## WORK ITEM:
Write out all the entries word for word, but skip any images.

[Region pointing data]
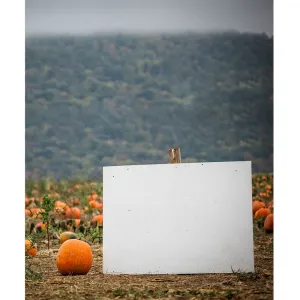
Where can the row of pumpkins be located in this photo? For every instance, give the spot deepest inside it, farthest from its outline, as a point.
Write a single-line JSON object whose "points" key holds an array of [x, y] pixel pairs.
{"points": [[264, 212], [74, 256]]}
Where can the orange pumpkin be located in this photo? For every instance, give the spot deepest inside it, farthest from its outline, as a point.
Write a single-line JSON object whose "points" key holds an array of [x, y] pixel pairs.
{"points": [[256, 205], [269, 223], [40, 226], [35, 212], [27, 201], [73, 213], [75, 202], [61, 204], [74, 257], [77, 222], [30, 248], [92, 197], [67, 235], [99, 219], [95, 204], [262, 213]]}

## OUTPUT FOR THIS EXERCISE:
Where can the row of pumpkins be located in this photo? For every instance, give the spot deepest inside it, farthest from its outline, as a point.
Write a single-line JSON object whose "points" key holds an array of [x, y] pixel pairs.
{"points": [[264, 212], [74, 256]]}
Where can the orange pumpkin be located in this photo? For every instance, give the spot deepest inside it, farthest from its outline, as a point.
Write a single-line JSON object whose "points" key holds an array of [x, y] pixel pairs.
{"points": [[256, 205], [269, 223], [40, 226], [35, 212], [27, 201], [73, 213], [75, 202], [61, 204], [74, 257], [77, 222], [30, 248], [92, 197], [67, 235], [99, 219], [95, 204], [262, 213]]}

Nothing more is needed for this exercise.